Given entries:
★ ★ ★ ★
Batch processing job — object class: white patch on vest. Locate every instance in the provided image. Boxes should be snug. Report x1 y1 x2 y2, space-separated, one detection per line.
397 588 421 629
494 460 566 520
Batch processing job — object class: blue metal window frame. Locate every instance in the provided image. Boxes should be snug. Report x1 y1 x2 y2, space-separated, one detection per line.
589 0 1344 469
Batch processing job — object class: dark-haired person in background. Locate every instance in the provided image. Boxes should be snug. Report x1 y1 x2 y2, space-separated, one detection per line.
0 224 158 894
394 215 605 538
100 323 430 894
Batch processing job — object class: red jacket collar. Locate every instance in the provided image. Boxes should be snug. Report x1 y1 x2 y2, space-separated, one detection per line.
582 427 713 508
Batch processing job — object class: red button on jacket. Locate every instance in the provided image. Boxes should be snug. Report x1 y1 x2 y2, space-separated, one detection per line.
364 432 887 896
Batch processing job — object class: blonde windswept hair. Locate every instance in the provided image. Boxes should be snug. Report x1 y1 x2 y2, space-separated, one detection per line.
★ ★ ★ ★
Goal:
Recast every line of the material above as a Markdown table with the columns No. and Line, numbering the rows and leaving out blank lines.

Reply:
| No. | Line |
|---|---|
| 1 | Batch processing job — object class: white patch on vest. Locate every instance in the provided image. Boxes should be snug. Report x1 y1 x2 y2, space-separated, one detection per line. |
| 2 | 397 588 421 629 |
| 3 | 494 460 566 520 |
| 4 | Batch processing job — object class: blue metal window frame. Locate every instance in the provided image. Boxes should be snug. Report x1 y1 x2 y2, space-separated, one detection per line. |
| 5 | 589 0 1344 469 |
| 6 | Batch processing job — object class: dark-haired person in background. Locate every instance in the provided image. Boxes should be snug. Report x1 y1 x2 y2, space-separated, one detection per line. |
| 7 | 0 224 158 894 |
| 8 | 394 215 605 538 |
| 9 | 100 323 430 894 |
| 10 | Batch processing job — object class: red jacket collar. Locate every instance in the provided image. Boxes should be snug. Report x1 y1 x2 y2, space-separated, one detection per line. |
| 11 | 582 427 713 508 |
| 12 | Batch processing job — object class: red button on jacket. Locate every instance in the provided image. Boxes should be snug. Report x1 y1 x2 y2, space-separated, one detection per line. |
| 13 | 364 432 887 896 |
| 14 | Batch processing job — object class: blonde windswept hair. Locate every instance in the provided image. Boxes should be snug. Report x1 y1 x2 y2, space-separated, one detection per line. |